| Requirements |
Convert everything from the line containing "Segment every instance of the ornate" down to the last line of the records into a Markdown table with the columns Row and Line, numbering each line and omitting blank lines. Include no other lines.

** begin Dataset **

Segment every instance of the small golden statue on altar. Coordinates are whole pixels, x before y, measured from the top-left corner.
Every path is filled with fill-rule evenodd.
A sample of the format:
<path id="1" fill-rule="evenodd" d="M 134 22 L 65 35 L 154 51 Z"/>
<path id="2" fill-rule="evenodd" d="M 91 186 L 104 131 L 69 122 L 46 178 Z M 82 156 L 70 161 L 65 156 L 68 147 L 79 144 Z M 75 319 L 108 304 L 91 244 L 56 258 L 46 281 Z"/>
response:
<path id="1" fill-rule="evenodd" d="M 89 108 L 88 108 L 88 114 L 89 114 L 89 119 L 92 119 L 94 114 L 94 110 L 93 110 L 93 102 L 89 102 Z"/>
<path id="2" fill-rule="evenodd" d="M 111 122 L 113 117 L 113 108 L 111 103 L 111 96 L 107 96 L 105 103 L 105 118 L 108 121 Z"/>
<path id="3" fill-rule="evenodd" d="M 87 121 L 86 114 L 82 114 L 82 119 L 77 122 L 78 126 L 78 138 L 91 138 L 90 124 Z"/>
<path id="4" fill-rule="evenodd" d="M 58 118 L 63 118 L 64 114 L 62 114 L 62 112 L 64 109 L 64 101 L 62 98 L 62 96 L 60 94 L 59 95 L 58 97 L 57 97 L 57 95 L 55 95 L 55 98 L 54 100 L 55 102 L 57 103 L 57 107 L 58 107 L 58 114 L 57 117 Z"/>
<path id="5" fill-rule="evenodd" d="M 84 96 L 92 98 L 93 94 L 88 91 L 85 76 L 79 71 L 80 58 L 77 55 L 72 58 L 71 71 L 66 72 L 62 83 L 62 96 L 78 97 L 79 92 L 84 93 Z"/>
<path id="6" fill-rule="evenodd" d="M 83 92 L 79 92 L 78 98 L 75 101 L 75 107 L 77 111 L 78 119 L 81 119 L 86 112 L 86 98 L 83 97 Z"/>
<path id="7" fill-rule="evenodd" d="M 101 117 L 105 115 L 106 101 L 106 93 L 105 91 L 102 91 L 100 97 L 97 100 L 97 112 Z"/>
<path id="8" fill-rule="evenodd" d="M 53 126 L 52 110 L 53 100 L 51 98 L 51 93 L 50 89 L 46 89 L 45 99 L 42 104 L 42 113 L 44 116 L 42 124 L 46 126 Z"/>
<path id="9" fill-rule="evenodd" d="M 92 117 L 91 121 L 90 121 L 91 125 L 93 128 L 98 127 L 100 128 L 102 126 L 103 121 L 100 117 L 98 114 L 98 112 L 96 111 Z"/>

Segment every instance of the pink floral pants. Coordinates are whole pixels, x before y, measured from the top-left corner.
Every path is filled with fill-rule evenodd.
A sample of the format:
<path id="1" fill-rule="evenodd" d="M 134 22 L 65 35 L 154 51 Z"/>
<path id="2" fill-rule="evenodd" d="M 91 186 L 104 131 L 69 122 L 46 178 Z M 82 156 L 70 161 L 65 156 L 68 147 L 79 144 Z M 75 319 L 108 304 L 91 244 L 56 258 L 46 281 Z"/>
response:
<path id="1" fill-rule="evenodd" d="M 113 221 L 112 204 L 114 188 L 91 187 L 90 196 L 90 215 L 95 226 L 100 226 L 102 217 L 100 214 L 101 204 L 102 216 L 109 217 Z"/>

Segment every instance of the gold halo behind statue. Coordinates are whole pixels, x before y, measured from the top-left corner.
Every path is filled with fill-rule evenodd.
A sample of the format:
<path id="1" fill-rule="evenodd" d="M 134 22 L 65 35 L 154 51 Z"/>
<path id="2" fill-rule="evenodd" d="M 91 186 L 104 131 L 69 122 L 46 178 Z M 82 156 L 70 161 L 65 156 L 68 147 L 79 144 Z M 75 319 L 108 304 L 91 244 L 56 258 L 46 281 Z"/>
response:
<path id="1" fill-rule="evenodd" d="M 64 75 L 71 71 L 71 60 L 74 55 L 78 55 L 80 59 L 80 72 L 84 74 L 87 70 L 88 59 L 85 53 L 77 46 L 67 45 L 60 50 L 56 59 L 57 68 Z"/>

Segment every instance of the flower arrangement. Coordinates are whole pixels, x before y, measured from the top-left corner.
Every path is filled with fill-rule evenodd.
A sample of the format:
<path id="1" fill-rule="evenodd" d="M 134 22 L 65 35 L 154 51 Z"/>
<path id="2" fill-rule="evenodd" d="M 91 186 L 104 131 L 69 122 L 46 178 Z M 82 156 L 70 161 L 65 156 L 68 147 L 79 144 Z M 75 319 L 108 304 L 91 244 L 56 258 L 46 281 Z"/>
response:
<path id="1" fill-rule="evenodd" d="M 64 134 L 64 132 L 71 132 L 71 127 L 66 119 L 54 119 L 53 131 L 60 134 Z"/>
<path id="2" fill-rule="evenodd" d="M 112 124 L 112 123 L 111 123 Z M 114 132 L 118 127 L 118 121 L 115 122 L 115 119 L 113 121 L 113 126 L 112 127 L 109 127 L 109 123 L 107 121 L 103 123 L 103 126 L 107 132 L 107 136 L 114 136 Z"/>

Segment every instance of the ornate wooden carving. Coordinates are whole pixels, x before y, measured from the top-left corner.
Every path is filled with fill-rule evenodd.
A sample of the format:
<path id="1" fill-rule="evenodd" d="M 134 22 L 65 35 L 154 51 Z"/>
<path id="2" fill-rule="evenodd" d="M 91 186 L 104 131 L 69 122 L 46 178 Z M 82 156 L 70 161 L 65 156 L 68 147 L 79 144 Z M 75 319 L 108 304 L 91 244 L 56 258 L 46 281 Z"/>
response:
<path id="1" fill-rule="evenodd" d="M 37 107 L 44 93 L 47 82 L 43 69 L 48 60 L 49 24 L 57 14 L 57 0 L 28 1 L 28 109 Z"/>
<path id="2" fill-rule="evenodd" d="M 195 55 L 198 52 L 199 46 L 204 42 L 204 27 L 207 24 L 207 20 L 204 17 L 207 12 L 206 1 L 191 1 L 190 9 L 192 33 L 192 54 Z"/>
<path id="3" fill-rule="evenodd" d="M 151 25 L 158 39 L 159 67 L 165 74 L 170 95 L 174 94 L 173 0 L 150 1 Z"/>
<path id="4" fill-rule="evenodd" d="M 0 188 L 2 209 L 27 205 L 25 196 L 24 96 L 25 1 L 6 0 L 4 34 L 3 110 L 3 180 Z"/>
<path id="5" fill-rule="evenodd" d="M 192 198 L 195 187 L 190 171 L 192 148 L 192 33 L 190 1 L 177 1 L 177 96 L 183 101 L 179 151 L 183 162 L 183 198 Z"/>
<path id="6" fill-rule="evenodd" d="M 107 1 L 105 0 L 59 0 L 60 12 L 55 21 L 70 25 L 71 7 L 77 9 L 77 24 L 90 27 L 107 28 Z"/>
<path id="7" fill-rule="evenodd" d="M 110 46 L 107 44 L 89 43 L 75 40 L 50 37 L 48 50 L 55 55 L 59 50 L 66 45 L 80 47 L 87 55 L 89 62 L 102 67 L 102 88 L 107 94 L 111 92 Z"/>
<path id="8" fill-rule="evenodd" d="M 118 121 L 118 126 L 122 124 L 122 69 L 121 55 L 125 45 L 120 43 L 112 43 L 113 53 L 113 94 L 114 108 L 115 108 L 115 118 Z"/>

** end Dataset **

| Task response |
| Row | Line |
|---|---|
| 1 | Segment every instance of the ornate wooden carving. Coordinates are whole pixels, x before y, measured from the top-left corner. |
| 2 | Every path is filled with fill-rule evenodd. |
| 3 | A sample of the format: |
| 4 | <path id="1" fill-rule="evenodd" d="M 134 22 L 65 35 L 154 51 Z"/> |
| 5 | <path id="2" fill-rule="evenodd" d="M 91 186 L 104 131 L 69 122 L 46 178 Z M 82 156 L 70 161 L 65 156 L 68 147 L 79 144 Z M 75 319 L 108 304 L 91 244 L 56 258 L 46 281 Z"/> |
| 6 | response: |
| 7 | <path id="1" fill-rule="evenodd" d="M 37 107 L 44 93 L 47 82 L 43 69 L 48 60 L 49 24 L 57 14 L 57 0 L 28 1 L 28 109 Z"/> |
| 8 | <path id="2" fill-rule="evenodd" d="M 195 55 L 198 52 L 199 46 L 204 42 L 204 27 L 207 24 L 207 20 L 204 17 L 207 12 L 206 1 L 191 1 L 190 9 L 192 33 L 192 54 Z"/> |
| 9 | <path id="3" fill-rule="evenodd" d="M 151 25 L 158 39 L 159 67 L 165 74 L 170 95 L 174 94 L 173 0 L 150 1 Z"/> |
| 10 | <path id="4" fill-rule="evenodd" d="M 0 188 L 2 209 L 27 205 L 25 196 L 24 96 L 25 1 L 6 0 L 4 34 L 3 110 L 3 180 Z"/> |
| 11 | <path id="5" fill-rule="evenodd" d="M 192 198 L 195 187 L 190 171 L 192 148 L 192 33 L 190 1 L 177 1 L 177 96 L 183 101 L 179 151 L 183 162 L 183 198 Z"/> |
| 12 | <path id="6" fill-rule="evenodd" d="M 107 1 L 105 0 L 59 0 L 60 12 L 55 21 L 70 25 L 71 7 L 77 9 L 77 24 L 90 27 L 107 28 Z"/> |
| 13 | <path id="7" fill-rule="evenodd" d="M 110 46 L 107 44 L 89 43 L 75 40 L 50 37 L 48 50 L 55 55 L 59 50 L 66 45 L 80 47 L 87 55 L 89 62 L 102 67 L 102 88 L 107 94 L 111 92 Z"/> |
| 14 | <path id="8" fill-rule="evenodd" d="M 118 121 L 118 126 L 122 124 L 122 69 L 121 55 L 125 45 L 120 43 L 112 43 L 113 53 L 113 94 L 114 108 L 115 108 L 115 118 Z"/> |